▸ TASK DIRECTIONS:
Print each line once more, unchanged, from the line holding "Target: digital display" to the end of the listing below.
START PROVIDED RECORDS
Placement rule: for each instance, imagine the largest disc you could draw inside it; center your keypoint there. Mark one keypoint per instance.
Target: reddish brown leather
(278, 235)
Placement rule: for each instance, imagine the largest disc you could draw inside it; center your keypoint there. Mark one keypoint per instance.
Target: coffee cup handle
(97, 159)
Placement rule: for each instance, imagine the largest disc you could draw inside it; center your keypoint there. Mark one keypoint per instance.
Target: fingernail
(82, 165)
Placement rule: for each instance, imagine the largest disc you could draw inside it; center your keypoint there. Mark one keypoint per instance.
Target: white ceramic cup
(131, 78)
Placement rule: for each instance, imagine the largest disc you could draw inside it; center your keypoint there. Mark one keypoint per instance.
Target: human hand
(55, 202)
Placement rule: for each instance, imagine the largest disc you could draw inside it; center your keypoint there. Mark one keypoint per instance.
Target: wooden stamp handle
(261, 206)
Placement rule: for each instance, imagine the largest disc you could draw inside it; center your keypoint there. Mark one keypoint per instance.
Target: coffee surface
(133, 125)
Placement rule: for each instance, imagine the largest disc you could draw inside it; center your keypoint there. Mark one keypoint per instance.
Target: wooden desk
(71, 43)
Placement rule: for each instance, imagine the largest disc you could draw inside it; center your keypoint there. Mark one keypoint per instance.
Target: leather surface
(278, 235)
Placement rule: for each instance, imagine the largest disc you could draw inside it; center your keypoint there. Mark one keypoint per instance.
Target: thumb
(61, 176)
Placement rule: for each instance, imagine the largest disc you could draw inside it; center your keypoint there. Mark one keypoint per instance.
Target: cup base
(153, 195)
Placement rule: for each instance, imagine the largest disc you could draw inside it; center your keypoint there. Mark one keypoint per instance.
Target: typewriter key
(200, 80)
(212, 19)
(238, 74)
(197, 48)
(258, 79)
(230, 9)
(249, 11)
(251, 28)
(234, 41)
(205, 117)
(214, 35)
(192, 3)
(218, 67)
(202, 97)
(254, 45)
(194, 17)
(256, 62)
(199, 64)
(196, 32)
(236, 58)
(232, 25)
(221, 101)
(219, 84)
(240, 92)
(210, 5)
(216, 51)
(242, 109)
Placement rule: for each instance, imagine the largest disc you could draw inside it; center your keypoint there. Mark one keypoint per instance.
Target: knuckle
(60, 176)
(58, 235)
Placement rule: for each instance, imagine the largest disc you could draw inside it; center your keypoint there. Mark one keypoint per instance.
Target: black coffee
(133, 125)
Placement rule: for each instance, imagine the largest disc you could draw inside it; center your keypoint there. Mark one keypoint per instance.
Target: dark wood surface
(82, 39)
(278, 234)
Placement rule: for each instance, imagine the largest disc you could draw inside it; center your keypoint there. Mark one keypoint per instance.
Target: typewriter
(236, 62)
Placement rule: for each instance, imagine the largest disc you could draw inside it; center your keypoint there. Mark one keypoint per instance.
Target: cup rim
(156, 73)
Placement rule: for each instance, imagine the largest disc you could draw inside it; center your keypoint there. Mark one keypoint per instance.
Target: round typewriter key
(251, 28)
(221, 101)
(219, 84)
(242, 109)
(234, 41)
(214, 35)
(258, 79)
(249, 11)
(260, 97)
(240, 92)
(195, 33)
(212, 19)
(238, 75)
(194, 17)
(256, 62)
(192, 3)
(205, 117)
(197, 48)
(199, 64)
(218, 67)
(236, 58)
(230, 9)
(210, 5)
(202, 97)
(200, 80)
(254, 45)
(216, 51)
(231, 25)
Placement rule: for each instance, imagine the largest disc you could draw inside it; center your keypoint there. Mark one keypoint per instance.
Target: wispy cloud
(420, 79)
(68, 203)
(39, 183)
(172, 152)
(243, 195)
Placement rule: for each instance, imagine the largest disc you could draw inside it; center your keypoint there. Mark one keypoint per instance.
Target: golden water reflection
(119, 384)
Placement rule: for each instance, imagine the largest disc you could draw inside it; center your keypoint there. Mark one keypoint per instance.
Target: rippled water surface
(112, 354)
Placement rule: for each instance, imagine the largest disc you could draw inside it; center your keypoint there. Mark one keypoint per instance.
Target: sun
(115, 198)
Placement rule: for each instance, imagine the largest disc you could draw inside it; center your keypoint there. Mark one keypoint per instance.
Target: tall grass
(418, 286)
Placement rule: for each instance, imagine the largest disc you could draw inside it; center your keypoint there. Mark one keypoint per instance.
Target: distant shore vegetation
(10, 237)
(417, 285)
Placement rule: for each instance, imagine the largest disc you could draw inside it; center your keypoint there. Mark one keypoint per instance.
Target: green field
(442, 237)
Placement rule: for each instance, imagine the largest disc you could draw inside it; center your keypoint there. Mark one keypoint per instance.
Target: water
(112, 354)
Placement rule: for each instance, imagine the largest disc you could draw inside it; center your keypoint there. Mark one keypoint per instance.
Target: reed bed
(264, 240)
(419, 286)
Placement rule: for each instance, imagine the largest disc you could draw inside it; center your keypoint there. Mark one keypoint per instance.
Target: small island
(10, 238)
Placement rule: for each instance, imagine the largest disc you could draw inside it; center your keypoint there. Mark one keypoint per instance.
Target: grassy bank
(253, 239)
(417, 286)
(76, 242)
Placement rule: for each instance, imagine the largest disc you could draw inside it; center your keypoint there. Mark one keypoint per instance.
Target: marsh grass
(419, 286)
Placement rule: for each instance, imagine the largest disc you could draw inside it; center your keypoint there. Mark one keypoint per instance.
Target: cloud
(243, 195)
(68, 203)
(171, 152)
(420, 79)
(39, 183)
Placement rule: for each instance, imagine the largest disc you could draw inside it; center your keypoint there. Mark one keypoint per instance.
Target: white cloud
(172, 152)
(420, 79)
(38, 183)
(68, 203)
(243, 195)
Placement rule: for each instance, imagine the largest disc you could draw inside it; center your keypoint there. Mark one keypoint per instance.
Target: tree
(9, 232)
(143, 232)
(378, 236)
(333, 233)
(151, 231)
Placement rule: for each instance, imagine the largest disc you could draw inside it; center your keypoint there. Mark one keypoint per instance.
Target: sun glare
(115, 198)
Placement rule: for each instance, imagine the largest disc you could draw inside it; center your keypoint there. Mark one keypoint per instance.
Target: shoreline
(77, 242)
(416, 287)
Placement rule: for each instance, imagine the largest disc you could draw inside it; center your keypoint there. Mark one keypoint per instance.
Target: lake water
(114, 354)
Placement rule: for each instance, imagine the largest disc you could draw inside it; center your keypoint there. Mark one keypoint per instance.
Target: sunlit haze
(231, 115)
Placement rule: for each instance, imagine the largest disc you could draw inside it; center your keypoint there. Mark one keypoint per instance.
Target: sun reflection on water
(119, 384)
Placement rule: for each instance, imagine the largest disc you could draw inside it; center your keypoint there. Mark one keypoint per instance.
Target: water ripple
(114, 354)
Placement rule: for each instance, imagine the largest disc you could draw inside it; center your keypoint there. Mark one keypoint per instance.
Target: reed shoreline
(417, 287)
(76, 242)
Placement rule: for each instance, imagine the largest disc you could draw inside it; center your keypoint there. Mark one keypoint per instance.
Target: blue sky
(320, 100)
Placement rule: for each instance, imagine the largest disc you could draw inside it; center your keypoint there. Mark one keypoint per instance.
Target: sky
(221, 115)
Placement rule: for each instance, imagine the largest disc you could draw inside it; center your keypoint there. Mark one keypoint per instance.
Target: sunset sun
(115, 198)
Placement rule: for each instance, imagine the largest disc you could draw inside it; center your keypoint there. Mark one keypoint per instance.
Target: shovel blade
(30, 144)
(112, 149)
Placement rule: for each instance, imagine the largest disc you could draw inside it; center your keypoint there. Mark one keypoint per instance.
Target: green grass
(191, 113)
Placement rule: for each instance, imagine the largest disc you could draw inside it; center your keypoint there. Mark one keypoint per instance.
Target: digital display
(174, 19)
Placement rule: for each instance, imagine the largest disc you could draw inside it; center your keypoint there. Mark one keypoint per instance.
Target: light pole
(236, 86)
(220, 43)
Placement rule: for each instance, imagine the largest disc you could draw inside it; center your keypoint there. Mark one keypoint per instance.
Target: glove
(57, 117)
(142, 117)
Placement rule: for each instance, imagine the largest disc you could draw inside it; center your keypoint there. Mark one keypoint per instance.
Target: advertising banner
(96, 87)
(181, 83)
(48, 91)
END PROVIDED RECORDS
▸ TASK OUTPUT:
Target: digital display
(174, 19)
Placement rule: for each instance, imagine the largest disc you could draw inside it; center your keypoint there. Mark one keypoint per instance.
Target: light pole
(236, 86)
(220, 43)
Placement rule: for each instance, imagine the largest disc you could draw inside it; center your keypoint there. Mark one keypoint per instance.
Target: glove
(57, 117)
(142, 117)
Placement rule: for each instance, imagine the largest disc you could draw inside it; center your keypoint there. Mark one keypoint per instance.
Target: advertising banner
(96, 87)
(181, 83)
(48, 91)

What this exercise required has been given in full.